Stated problem 1:
List every metadata field name declared with an ampersand at the top of the MetaTag specification below.
Stated problem 2:
Report each line of the entries below that contains the string "wall", treating uppercase and lowercase as different.

Text block:
FileMeta

File Identity and Metadata Project
by Brandt Redd

&name=”MetaTag Specification”
&version=1.2-beta.2
&author=”Brandt Redd”
&datePublished=2022-10-17
&license=https://creativecommons.org/licenses/by/4.0/
&description=”A specification for embedding metadata in any text stream much as hashtags are used in social media.”
&url=http://www.filemeta.org/MetaTag

MetaTags

There are times when it is helpful to add arbitrary metadata to text when the medium doesn’t make a specific provision for it. Perhaps the needed metadata field hasn’t been defined on that medium or perhaps the medium doesn’t support metadata at all.

The hashtag already fills this need for keywords, but that’s only one of many valuable metadata tags. For example, it may be appropriate to specify the source of some content, or the relevant date, or the copyright license in a form that can be interpreted and indexed by computer.

Coordinate annotation entries
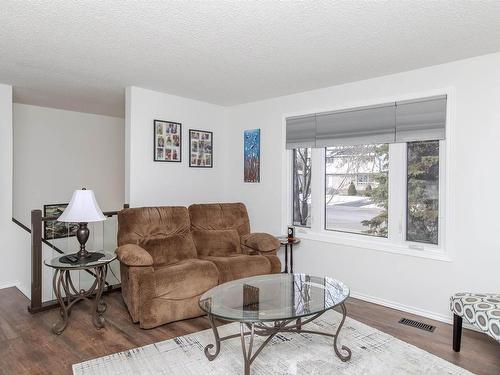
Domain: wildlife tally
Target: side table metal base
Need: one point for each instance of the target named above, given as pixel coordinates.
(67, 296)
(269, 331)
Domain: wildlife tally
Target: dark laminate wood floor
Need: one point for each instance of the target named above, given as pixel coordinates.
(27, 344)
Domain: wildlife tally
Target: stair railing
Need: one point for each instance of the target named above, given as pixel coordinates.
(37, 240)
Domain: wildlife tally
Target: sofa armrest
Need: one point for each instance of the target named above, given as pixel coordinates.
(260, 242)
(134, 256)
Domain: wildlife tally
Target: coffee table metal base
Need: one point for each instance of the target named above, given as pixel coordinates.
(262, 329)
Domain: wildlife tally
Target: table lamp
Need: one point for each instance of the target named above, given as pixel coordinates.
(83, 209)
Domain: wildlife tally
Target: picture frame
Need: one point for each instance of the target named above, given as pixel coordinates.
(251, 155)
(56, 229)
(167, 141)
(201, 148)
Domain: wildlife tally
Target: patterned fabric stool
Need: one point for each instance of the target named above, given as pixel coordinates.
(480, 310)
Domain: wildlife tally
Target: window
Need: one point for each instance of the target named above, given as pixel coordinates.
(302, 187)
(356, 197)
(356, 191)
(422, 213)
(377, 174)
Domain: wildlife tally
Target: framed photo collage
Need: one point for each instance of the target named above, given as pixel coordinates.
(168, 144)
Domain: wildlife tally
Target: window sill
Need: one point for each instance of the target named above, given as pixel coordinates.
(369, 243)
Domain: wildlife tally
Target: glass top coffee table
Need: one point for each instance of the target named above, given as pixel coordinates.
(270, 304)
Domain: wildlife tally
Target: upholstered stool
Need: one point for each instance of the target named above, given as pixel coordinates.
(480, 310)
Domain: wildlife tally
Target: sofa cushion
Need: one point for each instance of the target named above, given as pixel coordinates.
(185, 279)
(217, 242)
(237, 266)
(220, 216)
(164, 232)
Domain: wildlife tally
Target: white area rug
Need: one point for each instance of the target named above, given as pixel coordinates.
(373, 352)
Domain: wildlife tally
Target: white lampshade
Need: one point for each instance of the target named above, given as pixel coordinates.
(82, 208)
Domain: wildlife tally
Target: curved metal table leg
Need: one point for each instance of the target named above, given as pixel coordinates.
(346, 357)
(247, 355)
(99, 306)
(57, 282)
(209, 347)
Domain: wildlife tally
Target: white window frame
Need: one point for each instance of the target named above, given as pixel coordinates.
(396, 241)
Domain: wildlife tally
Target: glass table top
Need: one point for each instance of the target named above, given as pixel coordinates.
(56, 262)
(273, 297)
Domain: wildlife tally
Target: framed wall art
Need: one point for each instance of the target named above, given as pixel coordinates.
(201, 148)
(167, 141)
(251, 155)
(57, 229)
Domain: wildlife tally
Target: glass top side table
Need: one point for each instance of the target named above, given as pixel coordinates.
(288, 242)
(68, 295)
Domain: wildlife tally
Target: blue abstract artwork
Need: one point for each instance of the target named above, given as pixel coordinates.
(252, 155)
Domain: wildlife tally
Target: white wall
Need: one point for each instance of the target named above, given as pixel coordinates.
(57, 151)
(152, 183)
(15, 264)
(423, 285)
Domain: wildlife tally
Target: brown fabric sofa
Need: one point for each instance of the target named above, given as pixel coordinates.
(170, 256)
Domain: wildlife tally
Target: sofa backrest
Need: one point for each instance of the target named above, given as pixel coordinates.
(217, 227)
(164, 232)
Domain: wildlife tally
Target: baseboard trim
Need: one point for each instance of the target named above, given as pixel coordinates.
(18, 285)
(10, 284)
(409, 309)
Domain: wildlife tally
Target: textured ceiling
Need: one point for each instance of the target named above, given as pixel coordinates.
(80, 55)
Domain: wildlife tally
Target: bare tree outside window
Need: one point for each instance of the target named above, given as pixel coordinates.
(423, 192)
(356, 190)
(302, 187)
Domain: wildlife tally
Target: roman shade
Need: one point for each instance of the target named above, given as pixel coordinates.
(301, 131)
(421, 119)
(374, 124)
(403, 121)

Result 1:
name, version, author, datePublished, license, description, url

Result 2:
Target: framed wall art
Target: white wall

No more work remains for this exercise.